* [TESTO FORNITO]

- - -

Da ventun anni le missionarie e i missionari Identes camminano con gli studenti e le famiglie nei villaggi andini e amazzonici: un’esperienza che nasce dall’ascolto delle ferite delle comunità e diventa incontro, servizio e vocazione.

Eleanna Guglielmi - Città del Vaticano

“Non siamo noi a cambiare le comunità, sono loro a cambiare noi”. Così Mónica Calva, missionaria Idente e direttrice delle missioni universitarie della Universidad Técnica Particular de Loja, racconta la Misión Idente Ecuador. Un’opera che “porta speranza, ma soprattutto offre ai giovani l’occasione di uscire dalle aule per incontrare la vita nei villaggi indigeni, dove la fede semplice delle comunità diventa scuola e annuncio”, come raccontano le missionarie Karla Esparza da Zamora Chinchipe e Priscila Nole da Ibarra.

Le origini

La missione affonda le radici nel 2004, quando alcune missionarie e alcuni missionari, provenienti da Spagna, Brasile, Perù e Colombia, insieme a studenti universitari rientrarono dal Cile dopo aver partecipato alla Misión País. Da quell’esperienza è nata una domanda: “Cosa possiamo fare qui, per il nostro popolo?”. Da ciò, l’inizio di un processo. Si sono resi conto che la loro azione non poteva limitarsi all’aiuto sociale o a un volontariato che, talvolta, serve solo a tranquillizzare la coscienza. Doveva andare oltre: portare il Vangelo nei villaggi più dimenticati, unendo evangelizzazione e servizio.

È stato allora che, nella prima missione a Pangui, nella provincia di Zamora Chinchipe, un sacerdote che accolse i giovani nella sua parrocchia, pronunciò durante l’omelia una frase che segnò tutti: “Pangui, tu vida es misión”. Quelle parole sono divenute una fonte di ispirazione e, con il passare degli anni, si sono consolidate nel motto che ancora oggi accompagna questa esperienza: “Ecuador, tu vida es misión”.

- - -

* [ATTIVITÀ DA SVOLGERE]
[1] Riassuma in due frasi il testo sulla Misión Idente Ecuador.
[2] Riporti il passo del testo sulla Misión Idente Ecuador che comincia con "La missione affonda" e prosegue fino a "evangelizzazione e servizio.", ribattezzando "Misión País" come "Missione Paese".
[3] Prosegua il testo sulla Misión Idente Ecuador a partire dalla sua ultima frase.

- - -

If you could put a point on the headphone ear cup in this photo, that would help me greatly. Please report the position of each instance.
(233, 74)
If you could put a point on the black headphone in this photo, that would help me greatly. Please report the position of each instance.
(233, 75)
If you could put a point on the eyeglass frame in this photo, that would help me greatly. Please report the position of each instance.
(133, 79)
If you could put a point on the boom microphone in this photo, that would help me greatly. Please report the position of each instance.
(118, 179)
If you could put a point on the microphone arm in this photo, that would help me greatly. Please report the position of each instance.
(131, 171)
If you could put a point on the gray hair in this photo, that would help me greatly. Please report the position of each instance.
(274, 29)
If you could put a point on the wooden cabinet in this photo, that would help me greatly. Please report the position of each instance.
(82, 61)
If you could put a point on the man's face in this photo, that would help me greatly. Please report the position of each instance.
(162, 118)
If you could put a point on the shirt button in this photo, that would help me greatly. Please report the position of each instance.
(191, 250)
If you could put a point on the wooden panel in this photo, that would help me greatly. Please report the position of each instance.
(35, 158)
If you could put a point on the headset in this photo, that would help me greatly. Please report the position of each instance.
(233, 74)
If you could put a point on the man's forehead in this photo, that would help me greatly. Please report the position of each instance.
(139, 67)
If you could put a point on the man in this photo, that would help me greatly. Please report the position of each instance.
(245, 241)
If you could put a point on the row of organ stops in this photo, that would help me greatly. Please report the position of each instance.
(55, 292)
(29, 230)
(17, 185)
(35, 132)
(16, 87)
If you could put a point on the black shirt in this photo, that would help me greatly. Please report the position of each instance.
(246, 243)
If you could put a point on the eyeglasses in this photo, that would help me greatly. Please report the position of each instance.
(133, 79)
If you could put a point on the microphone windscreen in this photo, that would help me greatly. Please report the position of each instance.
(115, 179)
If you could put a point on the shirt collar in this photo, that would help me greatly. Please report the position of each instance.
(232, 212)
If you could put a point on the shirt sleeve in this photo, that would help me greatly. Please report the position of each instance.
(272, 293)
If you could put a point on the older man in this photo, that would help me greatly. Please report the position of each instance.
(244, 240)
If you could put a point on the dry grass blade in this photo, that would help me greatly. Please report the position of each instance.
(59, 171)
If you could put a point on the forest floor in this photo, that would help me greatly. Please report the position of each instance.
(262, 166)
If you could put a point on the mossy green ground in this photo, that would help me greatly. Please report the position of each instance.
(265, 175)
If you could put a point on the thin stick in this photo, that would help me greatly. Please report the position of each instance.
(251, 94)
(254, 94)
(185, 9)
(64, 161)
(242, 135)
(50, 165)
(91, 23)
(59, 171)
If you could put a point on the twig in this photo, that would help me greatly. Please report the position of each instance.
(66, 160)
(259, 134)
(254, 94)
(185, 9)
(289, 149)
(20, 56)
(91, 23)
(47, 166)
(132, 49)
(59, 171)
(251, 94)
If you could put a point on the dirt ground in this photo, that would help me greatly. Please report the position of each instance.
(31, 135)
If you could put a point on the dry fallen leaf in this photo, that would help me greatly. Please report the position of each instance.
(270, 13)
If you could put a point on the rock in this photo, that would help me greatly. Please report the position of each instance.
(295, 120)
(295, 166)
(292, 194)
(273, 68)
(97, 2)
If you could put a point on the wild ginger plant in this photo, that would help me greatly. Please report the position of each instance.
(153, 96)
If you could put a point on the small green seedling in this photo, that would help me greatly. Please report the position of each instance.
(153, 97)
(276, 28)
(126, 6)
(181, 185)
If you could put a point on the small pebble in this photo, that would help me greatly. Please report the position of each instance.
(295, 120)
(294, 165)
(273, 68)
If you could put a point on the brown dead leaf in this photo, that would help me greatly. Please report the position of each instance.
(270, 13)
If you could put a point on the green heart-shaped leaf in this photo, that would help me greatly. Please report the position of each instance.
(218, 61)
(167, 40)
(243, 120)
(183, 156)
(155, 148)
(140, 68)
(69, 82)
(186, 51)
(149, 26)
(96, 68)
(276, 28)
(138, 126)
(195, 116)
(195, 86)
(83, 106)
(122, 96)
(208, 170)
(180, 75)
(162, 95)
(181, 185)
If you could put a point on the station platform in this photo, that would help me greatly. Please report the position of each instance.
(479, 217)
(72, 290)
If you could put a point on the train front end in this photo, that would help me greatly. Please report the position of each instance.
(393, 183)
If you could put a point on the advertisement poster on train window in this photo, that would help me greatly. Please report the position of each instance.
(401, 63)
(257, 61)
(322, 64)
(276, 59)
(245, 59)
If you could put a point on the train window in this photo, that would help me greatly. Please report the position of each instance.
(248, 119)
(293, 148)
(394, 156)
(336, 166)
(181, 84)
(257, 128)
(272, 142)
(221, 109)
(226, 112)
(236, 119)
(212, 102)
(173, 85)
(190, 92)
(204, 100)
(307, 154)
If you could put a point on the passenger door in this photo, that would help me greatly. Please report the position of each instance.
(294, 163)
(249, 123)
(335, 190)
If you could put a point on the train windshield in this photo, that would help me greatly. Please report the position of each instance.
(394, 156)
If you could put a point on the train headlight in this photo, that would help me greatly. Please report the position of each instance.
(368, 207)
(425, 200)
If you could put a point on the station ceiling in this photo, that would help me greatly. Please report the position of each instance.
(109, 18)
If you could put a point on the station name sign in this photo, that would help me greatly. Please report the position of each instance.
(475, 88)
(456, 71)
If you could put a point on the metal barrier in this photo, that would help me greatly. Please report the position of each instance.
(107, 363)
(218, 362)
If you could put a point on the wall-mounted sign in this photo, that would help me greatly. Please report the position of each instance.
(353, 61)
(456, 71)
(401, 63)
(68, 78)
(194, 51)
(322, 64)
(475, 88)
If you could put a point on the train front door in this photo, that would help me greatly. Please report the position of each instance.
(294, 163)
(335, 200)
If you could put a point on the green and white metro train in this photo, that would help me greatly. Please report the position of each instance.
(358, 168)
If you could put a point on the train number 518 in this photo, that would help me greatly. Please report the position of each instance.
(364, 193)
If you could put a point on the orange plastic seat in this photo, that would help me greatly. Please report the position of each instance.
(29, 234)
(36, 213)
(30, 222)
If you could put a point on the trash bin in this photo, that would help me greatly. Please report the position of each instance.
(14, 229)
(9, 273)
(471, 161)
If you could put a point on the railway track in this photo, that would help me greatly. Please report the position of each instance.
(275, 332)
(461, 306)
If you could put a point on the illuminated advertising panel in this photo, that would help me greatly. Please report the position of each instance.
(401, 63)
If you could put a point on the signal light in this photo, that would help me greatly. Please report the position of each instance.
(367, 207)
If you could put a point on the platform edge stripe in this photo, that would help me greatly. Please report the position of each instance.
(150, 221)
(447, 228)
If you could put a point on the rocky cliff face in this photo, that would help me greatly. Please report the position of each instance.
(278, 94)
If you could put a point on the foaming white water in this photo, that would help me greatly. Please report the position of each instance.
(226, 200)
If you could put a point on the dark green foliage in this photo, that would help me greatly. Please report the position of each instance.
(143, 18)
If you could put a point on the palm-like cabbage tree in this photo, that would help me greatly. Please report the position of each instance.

- - -

* [RISPOSTE AI COMPITI]
[1] Da ventun anni missionarie e missionari Identes camminano con studenti e famiglie nei villaggi andini e amazzonici, in un'opera che unisce evangelizzazione e servizio e offre ai giovani l'occasione di incontrare la vita delle comunità indigene. La missione nacque nel 2004, al rientro di un gruppo dal Cile dopo la Misión País, e una frase pronunciata da un sacerdote a Pangui ispirò il motto "Ecuador, tu vida es misión".

[2]
La missione affonda le radici nel 2004, quando alcune missionarie e alcuni missionari, provenienti da Spagna, Brasile, Perù e Colombia, insieme a studenti universitari rientrarono dal Cile dopo aver partecipato alla Missione Paese. Da quell’esperienza è nata una domanda: “Cosa possiamo fare qui, per il nostro popolo?”. Da ciò, l’inizio di un processo. Si sono resi conto che la loro azione non poteva limitarsi all’aiuto sociale o a un volontariato che, talvolta, serve solo a tranquillizzare la coscienza. Doveva andare oltre: portare il Vangelo nei villaggi più dimenticati, unendo evangelizzazione e servizio.

[3]
  Visita alle famiglie delle comunità rurali nelle zone di Pichincha
Visita alle famiglie delle comunità rurali nelle zone di Pichincha

Ferite che interpellano

Villaggi senza acqua né sanità. Territori dove restano soltanto gli anziani. Famiglie che vivono di ciò che coltivano, altre segnate dalla violenza. Da qui sono partite le missionarie e i missionari Identes di Loja, Santo Domingo, Ibarra. Non per colmare tutte le mancanze, impossibile da garantire, ma per esserci: ascoltare, accompagnare, condividere. Hanno compreso che l’urgenza non è portare soluzioni immediate. È dalla presenza che nasce il cambiamento.

Perché i giovani

Coinvolgere gli universitari non è un dettaglio, ma il cuore della missione. Gli studenti non sono chiamati a “fare volontariato”, ma a giocarsi fino in fondo: camminare nelle periferie, mettere le proprie competenze al servizio, condividere la vita quotidiana delle famiglie che li accolgono.

Anno dopo anno, centinaia di ragazzi scelgono di lasciare aule e comodità per scoprire che l’università può diventare luogo di annuncio e di missione. E l’esperienza non finisce al ritorno: molti continuano con altre forme di servizio, restano legati alle famiglie visitate, chiedono accompagnamento spirituale, trasformano quanto vissuto in progetti di ricerca o di innovazione sociale. Alcuni riconoscono persino la propria vocazione. “Devo la mia chiamata alla Misión Idente Ecuador”, confida oggi un sacerdote di Quito. E una monaca contemplativa scrive per ringraziare: è lì che ha riconosciuto la sua vocazione.

Un momento di incontro tra giovani missionari e anziani delle comunità di Santo Domingo
Un momento di incontro tra giovani missionari e anziani delle comunità di Santo Domingo

Le comunità che evangelizzano i giovani

La missione non è a senso unico. I giovani arrivano per aiutare, ma sono loro a ricevere. Le comunità, con la loro fede schietta, insegnano che si può vivere con poco senza perdere la gioia. È uno shock che segna profondamente: chi viene da contesti urbani e sicuri si trova davanti a condizioni di povertà e, nello stesso tempo, a un’allegria che converte.

Spirito di famiglia e segni ecclesiali

Il segreto della missione non sono i programmi, ma il clima. Lo spirito di famiglia, coltivato nella preghiera comune, nei pasti condivisi e nell’ospitalità semplice delle famiglie, diventa la condizione che rende possibile tutto il resto. “Se la convivenza è buona, tutto procede”, ripete Ruth di Ibarra. La missione non è un progetto da eseguire, ma un’esperienza da vivere come comunità.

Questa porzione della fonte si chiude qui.